Collection entries:

--- START ---

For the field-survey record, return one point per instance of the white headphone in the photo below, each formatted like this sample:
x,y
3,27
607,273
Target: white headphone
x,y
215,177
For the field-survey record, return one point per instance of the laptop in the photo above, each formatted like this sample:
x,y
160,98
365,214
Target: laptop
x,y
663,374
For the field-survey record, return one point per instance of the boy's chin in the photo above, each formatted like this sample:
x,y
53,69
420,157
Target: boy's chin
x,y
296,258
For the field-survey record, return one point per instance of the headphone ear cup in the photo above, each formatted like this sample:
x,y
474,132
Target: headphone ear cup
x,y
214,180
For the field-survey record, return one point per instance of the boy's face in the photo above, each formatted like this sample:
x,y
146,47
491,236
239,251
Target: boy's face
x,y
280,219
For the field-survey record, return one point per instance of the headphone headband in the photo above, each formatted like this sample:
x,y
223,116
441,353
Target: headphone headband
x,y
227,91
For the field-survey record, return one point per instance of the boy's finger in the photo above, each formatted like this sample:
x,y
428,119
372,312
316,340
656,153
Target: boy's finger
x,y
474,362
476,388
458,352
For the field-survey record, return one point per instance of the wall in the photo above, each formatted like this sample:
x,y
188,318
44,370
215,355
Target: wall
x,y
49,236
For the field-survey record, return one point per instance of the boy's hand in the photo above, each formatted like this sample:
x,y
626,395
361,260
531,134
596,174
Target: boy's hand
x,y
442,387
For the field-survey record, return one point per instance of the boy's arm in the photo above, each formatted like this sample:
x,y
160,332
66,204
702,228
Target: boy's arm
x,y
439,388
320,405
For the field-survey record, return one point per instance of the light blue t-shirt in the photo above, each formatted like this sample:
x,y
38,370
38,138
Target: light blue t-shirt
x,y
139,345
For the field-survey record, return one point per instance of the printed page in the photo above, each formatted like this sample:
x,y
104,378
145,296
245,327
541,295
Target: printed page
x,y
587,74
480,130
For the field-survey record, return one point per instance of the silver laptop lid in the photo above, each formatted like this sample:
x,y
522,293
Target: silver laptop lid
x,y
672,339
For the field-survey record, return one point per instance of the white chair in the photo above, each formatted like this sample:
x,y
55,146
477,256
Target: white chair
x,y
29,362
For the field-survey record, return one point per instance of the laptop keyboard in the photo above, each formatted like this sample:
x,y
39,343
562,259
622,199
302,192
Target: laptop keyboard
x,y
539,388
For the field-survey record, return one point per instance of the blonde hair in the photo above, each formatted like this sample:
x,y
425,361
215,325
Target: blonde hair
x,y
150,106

--- END ---

* _Directions_
Please copy each line above exactly as written.

* _Answer box_
For the field-survey record, return one point per instance of the white headphone in the photo below, each formatted like this sample:
x,y
3,27
607,273
Target: white headphone
x,y
215,177
For the field-survey record, return one point per instance of the laptop in the photo above, each formatted like this sample:
x,y
160,98
365,214
Target: laptop
x,y
663,374
For the field-survey record, return one point per instance of the boy's chin in the photo above, each formatted like this sample:
x,y
53,69
420,157
Target: boy's chin
x,y
296,258
For the field-survey record, return one point per instance of the headphone ear cup in the photo above, each formatted like this sample:
x,y
474,132
Target: headphone ear cup
x,y
214,180
For the field-survey record, return one point per instance of the boy's face in the photo above, each formatted like this sample:
x,y
146,47
491,236
239,251
Target: boy's face
x,y
280,219
For the field-survey record, return one point per instance of the headphone headband in the photo above, each formatted like this sample:
x,y
223,116
441,353
Target: headphone headband
x,y
227,91
For the field-survey record, return one point per instance of the boy's finger in the photo above, each formatted like this sample:
x,y
428,119
372,312
316,340
656,153
Target: boy's finger
x,y
474,362
476,388
458,352
For the field-survey record, return one point per instance of the wall in the photo above, each formatted like this sample:
x,y
188,318
44,370
215,355
Target: wall
x,y
49,236
For the field-survey record, return one point per instance of the boy's hand in the photo above, each formatted like this sample:
x,y
626,395
361,260
531,134
596,174
Target: boy's hand
x,y
442,387
For the field-survey record, return one point per instance of the boy's arm in the photo above, each formatted like this sample:
x,y
160,332
66,204
702,228
Target: boy's arm
x,y
439,388
320,405
For the field-survey record, return one point per instance of the light blue t-shirt in the photo above, each formatted like this sample:
x,y
38,370
38,138
Target: light blue t-shirt
x,y
139,345
For the field-survey record, return one point per instance of the printed page in the photo above, each formatted like this sample:
x,y
104,378
145,296
245,327
541,295
Target: printed page
x,y
587,74
480,130
For the field-survey record, return one point per instance of the silver laptop lid in the photo above, each formatted like this sample:
x,y
522,293
Target: silver laptop lid
x,y
672,339
For the field-survey record, return one point per instance of the white chair in the photo above, each formatted like this sample:
x,y
55,146
477,256
Target: white chair
x,y
29,362
For the field-survey record, return one point per instance of the laptop keyboard in the photo above, each formatted like this sample:
x,y
39,343
562,259
622,199
302,192
Target: laptop keyboard
x,y
539,388
For the field-survey record, return one point per instance of the blonde hair in the photo above, each formatted like this sample:
x,y
425,361
215,325
Target: blonde hair
x,y
150,106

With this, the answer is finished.